>>>>>

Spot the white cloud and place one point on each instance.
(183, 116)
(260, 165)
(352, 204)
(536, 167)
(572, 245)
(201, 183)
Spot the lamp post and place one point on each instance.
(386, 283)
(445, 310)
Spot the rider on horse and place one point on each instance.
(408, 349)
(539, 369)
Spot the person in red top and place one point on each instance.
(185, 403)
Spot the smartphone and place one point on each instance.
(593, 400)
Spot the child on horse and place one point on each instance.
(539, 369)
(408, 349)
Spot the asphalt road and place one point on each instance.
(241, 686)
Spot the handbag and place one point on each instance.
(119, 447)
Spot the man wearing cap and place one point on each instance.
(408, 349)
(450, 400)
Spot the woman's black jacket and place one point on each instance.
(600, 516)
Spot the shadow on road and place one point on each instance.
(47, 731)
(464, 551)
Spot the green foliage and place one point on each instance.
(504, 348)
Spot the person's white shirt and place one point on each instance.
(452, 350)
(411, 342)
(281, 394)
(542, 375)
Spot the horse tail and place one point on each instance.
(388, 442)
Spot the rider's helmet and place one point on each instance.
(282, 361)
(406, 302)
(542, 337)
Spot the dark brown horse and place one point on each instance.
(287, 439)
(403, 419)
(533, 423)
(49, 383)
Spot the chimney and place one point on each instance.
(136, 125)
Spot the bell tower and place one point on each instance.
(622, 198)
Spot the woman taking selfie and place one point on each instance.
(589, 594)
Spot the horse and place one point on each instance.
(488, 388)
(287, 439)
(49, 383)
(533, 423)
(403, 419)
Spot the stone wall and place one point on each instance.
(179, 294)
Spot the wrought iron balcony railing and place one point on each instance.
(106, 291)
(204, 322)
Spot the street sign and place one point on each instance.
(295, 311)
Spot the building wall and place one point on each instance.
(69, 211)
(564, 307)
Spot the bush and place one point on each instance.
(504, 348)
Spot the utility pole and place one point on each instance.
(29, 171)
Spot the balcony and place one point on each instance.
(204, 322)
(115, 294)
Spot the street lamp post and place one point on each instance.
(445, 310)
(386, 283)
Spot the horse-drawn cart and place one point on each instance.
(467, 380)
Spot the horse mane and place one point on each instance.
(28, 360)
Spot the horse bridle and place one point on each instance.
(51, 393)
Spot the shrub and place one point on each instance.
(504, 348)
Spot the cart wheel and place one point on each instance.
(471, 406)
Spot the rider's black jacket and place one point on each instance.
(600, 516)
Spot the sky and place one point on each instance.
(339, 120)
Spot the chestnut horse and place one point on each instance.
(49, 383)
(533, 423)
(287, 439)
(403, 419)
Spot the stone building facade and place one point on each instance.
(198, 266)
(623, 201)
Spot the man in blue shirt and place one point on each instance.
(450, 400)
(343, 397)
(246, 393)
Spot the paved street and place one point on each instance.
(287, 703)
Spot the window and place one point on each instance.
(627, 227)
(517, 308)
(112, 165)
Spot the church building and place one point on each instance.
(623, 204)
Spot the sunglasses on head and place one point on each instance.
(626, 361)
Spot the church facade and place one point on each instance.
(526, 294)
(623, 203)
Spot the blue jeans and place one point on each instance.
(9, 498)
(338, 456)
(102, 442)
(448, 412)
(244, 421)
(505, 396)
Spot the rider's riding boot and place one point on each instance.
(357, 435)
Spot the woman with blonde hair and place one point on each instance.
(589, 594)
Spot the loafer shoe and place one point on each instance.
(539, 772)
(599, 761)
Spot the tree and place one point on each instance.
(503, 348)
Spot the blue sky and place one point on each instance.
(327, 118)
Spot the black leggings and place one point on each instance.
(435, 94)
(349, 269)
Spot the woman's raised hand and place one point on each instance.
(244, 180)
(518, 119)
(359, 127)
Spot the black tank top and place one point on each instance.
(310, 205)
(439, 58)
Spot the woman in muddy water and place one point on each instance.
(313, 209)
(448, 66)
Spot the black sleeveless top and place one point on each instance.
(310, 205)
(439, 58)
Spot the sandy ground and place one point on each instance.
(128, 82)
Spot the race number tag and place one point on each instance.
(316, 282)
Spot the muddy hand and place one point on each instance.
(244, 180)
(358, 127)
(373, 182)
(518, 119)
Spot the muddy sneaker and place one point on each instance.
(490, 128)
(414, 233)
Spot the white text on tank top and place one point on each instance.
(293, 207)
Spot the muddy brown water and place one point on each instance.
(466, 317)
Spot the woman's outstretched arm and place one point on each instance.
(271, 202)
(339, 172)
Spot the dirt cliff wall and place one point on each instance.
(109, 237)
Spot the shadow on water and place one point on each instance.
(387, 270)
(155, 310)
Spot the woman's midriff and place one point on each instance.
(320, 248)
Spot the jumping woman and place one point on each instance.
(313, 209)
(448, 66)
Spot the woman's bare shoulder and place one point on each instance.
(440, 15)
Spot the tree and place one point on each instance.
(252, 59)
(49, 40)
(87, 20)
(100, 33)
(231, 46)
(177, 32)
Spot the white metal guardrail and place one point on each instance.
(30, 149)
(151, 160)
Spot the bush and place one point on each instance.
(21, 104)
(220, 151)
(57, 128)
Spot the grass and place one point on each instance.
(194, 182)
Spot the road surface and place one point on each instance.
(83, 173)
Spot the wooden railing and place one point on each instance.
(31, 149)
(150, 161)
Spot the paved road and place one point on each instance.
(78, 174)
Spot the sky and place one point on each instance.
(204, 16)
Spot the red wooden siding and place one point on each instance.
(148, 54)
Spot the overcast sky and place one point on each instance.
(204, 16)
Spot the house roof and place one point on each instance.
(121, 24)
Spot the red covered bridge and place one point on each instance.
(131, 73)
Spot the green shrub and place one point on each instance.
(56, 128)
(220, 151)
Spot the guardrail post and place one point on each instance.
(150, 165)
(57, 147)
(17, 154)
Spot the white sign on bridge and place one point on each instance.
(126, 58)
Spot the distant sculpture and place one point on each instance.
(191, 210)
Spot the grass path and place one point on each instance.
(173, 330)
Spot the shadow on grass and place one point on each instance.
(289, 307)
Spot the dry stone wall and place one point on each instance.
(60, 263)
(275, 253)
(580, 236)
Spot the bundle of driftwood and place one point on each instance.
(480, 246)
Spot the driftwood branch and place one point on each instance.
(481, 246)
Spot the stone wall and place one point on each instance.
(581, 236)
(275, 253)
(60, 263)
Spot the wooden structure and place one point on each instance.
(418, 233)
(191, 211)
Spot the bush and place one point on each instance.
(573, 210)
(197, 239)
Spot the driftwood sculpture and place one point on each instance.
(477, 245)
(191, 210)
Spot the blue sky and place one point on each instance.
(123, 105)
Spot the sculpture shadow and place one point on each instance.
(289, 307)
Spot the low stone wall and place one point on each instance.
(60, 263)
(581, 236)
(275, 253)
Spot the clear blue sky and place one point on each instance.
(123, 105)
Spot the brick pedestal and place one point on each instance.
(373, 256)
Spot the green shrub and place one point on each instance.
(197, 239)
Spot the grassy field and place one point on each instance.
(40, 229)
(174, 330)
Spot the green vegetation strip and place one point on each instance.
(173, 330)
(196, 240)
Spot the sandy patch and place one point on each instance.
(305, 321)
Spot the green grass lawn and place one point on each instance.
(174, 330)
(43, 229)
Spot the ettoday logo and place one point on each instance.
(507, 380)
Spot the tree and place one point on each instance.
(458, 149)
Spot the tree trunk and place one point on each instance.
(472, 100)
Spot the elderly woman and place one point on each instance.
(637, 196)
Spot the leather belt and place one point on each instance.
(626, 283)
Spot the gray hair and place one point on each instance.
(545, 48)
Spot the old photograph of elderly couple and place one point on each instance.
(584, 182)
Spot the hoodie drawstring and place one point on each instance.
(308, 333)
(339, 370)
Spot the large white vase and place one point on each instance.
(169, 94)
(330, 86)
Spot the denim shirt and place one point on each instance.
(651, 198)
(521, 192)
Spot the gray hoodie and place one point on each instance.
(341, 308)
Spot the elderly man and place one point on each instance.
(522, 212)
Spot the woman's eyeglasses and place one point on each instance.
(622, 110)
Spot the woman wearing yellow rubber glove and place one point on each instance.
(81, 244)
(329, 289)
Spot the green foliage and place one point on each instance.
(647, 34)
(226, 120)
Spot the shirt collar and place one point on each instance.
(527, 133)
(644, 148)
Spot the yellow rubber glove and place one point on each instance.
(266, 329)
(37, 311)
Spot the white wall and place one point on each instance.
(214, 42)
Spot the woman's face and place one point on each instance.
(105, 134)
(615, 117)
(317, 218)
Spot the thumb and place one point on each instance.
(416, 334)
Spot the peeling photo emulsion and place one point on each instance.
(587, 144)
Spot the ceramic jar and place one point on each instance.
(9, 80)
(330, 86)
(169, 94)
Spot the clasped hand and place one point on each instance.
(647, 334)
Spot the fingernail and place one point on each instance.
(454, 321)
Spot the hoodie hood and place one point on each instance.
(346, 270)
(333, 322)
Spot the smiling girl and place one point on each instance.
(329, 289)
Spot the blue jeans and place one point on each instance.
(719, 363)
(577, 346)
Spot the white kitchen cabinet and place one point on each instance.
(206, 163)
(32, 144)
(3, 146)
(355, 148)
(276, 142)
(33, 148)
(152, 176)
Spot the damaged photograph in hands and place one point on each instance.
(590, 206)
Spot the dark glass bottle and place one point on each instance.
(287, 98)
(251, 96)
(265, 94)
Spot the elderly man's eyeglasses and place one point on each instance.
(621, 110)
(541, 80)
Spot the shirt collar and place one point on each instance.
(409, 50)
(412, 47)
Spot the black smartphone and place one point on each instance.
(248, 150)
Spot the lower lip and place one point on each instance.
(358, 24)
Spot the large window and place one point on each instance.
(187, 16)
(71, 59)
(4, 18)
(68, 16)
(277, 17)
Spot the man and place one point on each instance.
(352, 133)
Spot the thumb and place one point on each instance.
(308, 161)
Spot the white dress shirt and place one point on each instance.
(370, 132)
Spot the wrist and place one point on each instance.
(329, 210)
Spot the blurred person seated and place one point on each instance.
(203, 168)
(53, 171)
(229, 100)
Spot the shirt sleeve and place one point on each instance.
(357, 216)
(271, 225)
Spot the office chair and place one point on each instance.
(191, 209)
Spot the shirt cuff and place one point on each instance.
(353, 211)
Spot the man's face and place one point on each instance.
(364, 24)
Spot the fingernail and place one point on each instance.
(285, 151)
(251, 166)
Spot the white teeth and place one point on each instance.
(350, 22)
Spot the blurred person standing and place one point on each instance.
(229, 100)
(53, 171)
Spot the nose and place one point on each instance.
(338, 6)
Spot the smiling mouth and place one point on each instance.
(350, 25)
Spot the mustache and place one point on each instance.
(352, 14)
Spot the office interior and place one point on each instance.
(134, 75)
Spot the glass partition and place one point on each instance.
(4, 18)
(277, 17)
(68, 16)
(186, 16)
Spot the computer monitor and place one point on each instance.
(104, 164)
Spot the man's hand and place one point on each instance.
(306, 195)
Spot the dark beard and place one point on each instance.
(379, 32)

<<<<<

**Stated problem**
Output an exact copy of the lines beginning at the one that holds "Spot the white dress" and running through the final line of the records.

**Task answer**
Spot the white dress shirt and place one point on each instance.
(370, 132)
Spot the wrist and place one point on each instance.
(329, 210)
Spot the blurred person seated and place one point on each instance.
(203, 168)
(53, 171)
(229, 100)
Spot the shirt sleeve and place one point on each instance.
(357, 216)
(271, 225)
Spot the office chair and place one point on each instance.
(191, 209)
Spot the shirt cuff and place one point on each instance.
(353, 211)
Spot the man's face and place one point on each instance.
(364, 24)
Spot the fingernail and place one point on each instance.
(285, 151)
(251, 166)
Spot the white teeth and place one point on each instance.
(350, 22)
Spot the blurred person standing and place one point on each instance.
(229, 100)
(53, 171)
Spot the nose and place one point on each instance.
(338, 6)
Spot the smiling mouth and place one point on each instance.
(350, 25)
Spot the mustache and place one point on each instance.
(352, 14)
Spot the office interior and place one point on each instance.
(134, 75)
Spot the glass partition and place one point on each instance.
(4, 18)
(277, 17)
(68, 16)
(186, 16)
Spot the computer monitor and place one point on each instance.
(104, 164)
Spot the man's hand and place one point on each instance.
(306, 195)
Spot the dark beard and place one point on each instance.
(379, 32)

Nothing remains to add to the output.